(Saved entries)
• • •

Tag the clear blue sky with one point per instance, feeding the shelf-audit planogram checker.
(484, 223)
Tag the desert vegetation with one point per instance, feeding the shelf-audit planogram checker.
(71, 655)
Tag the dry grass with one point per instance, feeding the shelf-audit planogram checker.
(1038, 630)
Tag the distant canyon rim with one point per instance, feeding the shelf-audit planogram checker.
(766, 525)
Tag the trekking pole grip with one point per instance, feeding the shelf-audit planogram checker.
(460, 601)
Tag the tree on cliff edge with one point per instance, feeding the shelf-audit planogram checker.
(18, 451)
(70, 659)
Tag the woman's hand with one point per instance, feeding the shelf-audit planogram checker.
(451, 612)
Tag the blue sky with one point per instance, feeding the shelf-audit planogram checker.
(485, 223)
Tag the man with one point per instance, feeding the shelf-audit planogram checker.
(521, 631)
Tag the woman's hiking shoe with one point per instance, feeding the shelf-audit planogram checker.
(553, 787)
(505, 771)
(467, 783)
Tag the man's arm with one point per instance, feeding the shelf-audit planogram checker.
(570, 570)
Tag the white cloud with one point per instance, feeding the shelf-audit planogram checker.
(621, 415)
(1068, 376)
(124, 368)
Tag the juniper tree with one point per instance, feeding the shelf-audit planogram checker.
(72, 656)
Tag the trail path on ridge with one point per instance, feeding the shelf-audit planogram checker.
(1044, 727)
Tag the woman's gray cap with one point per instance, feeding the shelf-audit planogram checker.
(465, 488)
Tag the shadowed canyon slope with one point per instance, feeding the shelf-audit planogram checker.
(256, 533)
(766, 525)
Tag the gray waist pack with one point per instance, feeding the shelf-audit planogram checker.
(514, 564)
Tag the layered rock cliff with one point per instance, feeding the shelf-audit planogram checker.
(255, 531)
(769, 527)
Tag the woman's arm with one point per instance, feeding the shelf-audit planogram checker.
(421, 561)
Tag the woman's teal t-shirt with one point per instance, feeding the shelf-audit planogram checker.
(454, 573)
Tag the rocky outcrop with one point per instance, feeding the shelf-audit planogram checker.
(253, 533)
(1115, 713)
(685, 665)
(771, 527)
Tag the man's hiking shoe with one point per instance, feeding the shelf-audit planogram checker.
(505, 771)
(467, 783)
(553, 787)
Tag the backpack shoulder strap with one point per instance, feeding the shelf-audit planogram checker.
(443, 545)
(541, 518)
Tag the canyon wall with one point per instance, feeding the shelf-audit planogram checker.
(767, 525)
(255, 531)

• • •

• **YOUR TASK**:
Repeat the entries above verbatim.

• **THE COMPLETED TASK**:
Tag the clear blue sky with one point per instance, feeding the shelf-audit planogram checker.
(484, 223)
Tag the desert vegetation with one point per instance, feeding the shelf-audit planogram checker.
(71, 655)
Tag the dry grass with one point per instance, feeding the shelf-audit planogram checker.
(1038, 630)
Tag the distant canyon rim with one point per instance, feeding the shelf-audit planogram checker.
(766, 525)
Tag the trekking pole grip with one point per instance, feeding the shelf-audit planogram checker.
(460, 601)
Tag the tree on cliff edge with one point per instance, feeding the shelf-audit planogram checker.
(18, 451)
(70, 659)
Tag the woman's hand with one point per instance, feeding the shelf-audit planogram checker.
(451, 612)
Tag the blue sky with one point per instance, feeding the shelf-audit planogram checker.
(485, 223)
Tag the man with one point per instance, feeding the shelf-audit planogram checker.
(521, 631)
Tag the woman's hiking shoe with one point per instance, feeding the shelf-audit planogram checker.
(553, 787)
(505, 771)
(467, 783)
Tag the man's arm with one point per instance, feeding the shelf-audit planogram checker.
(570, 570)
Tag the white cloud with one point per instance, feeding the shelf-audit planogram checker.
(621, 415)
(1068, 376)
(124, 368)
Tag the juniper tree with one point per instance, feeding the shelf-audit planogram checker.
(72, 656)
Tag the trail path on ridge with one point per instance, feeding the shelf-audit planogram checker.
(1044, 727)
Tag the woman's gray cap with one point per instance, feeding the shelf-audit planogram checker.
(465, 488)
Tag the shadowed canyon slope with one point per instance, feeding the shelf-audit planogram checker.
(256, 533)
(766, 525)
Tag the gray waist pack with one point per instance, feeding the shelf-audit planogram checker.
(514, 564)
Tag the layered rock cliff with one point per instance, feeding the shelf-audit planogram checker.
(255, 531)
(769, 527)
Tag the woman's arm with one point per instance, feeding the shelf-audit planogram checker.
(421, 561)
Tag the woman's teal t-shirt with one point per instance, feeding the shelf-audit planogram checker.
(454, 573)
Tag the rocky outcrop with one point per instance, feeding the shelf-audit planogram checker.
(253, 533)
(1115, 713)
(685, 665)
(771, 527)
Tag the man's hiking shoe with one point per instance, feeding the shelf-audit planogram checker.
(505, 771)
(467, 783)
(553, 787)
Tag the backpack shoulder strap with one point per instance, feeding the shelf-audit planogram checker.
(443, 545)
(541, 518)
Tag the canyon wall with one point per instance, feeding the shelf-audit planogram checker.
(767, 525)
(255, 531)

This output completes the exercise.